# Harrison's Pier or Virginia Beach Pier



## BORNTOFISH (May 13, 2002)

Whats going on at Harrrison or Virginia Beach Piers? Are the charter operating out Harrison yet?


----------



## Weakfish Warrior (Jul 15, 2001)

I don't think either have opened for business yet, but you definately hop on a charter out of Lynnhaven,or Rudee Inlet right now!!

I'm not sure what the number is for Lynnhaven, but the number to the fishing center is(757)491-8000, or You can come on down and take a chance at the early season Croaker that everyone is catching!! Personally I've been more concentrated on those Fish they call a S******* T****!!  

GOOD LUCK AND TIGHT LINES


----------



## rhino7628 (Sep 3, 2002)

Picked up 6 large croaker in a 45 minute session off of Harrison's on Saturday. Everyone on the pier was hitting them. Harrison's is still closed, but you could still use the beginning part of the pier (before the house part).


----------



## Surf and Turf (Oct 1, 2002)

Darn, NS$D and I were on the Spit Saturday and had no luck. Guess further east was better.


----------



## AL_N_VB (Apr 3, 2002)

We were right around the corner, S-N-T
Damn,but I am gonna try my luck @ Ruddee Inlet sometime this week.
Gimme a call if your intersted.


----------



## BORNTOFISH (May 13, 2002)

Thanks guys for input , I will be in the area on June 1, for about five day just fishing the local piers, hope to see some of you guys.


----------



## Surf and Turf (Oct 1, 2002)

I think we were just down the beach NS$D. I think he was at the Harrison's Pier near where Tidewater Drive and Ocean View Ave come together not at the Spit. I think ("before the house part".)

Friday is supposed to be 90. Wife said something about taking off. What'cha think NS$D?


----------



## firebox (Feb 3, 2003)

What seem's to be the best bait now for croaker, squid or shrimp?or maybe live minnows.


----------

**Entries**.
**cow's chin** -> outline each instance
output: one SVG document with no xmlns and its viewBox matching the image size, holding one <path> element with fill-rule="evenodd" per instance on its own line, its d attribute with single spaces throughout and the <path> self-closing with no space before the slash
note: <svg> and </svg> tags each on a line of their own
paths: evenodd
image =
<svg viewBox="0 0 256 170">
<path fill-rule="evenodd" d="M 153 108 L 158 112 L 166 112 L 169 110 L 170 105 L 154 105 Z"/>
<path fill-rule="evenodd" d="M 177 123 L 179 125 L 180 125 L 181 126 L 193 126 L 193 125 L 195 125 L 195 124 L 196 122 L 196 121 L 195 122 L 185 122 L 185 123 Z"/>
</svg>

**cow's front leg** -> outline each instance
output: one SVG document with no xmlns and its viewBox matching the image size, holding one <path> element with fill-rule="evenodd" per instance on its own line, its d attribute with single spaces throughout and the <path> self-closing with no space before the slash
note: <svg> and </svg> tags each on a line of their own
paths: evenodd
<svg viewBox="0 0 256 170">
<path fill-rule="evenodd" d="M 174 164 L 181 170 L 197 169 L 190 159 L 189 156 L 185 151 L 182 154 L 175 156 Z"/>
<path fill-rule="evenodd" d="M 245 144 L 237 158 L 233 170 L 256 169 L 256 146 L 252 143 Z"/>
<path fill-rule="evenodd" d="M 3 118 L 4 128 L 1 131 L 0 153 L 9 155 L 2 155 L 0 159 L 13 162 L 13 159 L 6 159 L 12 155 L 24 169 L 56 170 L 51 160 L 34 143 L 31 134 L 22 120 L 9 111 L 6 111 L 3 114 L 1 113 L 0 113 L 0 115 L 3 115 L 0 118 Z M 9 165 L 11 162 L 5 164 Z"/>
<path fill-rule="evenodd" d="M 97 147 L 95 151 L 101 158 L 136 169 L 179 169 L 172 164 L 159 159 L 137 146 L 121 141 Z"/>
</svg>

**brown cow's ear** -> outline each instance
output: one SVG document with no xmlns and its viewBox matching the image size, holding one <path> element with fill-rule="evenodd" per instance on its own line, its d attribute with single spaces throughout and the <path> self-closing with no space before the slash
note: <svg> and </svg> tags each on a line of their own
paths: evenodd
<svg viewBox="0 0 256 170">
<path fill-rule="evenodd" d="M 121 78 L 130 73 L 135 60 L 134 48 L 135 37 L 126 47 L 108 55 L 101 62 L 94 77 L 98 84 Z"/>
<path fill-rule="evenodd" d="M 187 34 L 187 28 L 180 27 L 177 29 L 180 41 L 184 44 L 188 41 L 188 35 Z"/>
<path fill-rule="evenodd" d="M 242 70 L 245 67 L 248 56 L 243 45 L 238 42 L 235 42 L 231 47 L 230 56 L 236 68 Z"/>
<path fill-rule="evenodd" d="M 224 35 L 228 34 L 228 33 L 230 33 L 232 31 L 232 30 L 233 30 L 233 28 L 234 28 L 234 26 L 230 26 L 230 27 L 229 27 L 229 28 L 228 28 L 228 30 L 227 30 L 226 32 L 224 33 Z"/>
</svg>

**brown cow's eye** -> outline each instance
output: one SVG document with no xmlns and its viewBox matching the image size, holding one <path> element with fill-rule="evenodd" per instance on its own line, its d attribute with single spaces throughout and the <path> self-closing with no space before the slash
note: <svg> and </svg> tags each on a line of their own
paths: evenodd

**Directives**.
A. According to the pier fishing thread, how many croaker did rhino7628 pick up off Harrison's on Saturday, and in how long?
B. Reproduce the pier fishing thread from "I think we were" up to and including "(Feb 3, 2003)".

**Per-task outputs**.
A. Six large croaker in a 45-minute session.

B.
I think we were just down the beach NS$D. I think he was at the Harrison's Pier near where Tidewater Drive and Ocean View Ave come together not at the Spit. I think ("before the house part".)

Friday is supposed to be 90. Wife said something about taking off. What'cha think NS$D?


----------



## firebox (Feb 3, 2003)